▶ _MATERIAL SUPPLIED_:
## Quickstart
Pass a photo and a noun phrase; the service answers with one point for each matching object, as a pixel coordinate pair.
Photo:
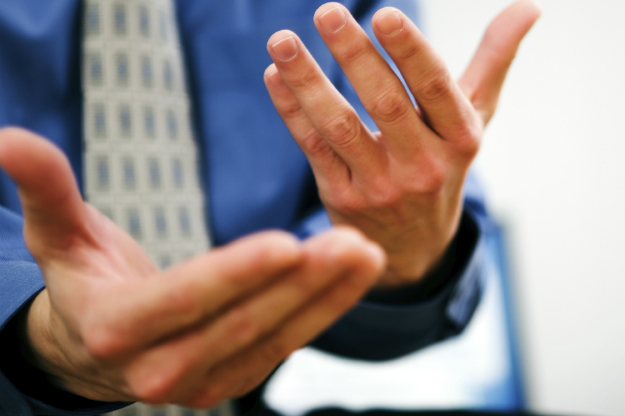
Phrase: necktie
(140, 156)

▶ _ACTION ITEM_:
An exact, image-free transcript of the material is required.

▶ _RESULT_:
## Quickstart
Pass a photo and a noun phrase; the service answers with one point for each matching object, as a pixel coordinate pair.
Photo:
Phrase: necktie
(140, 156)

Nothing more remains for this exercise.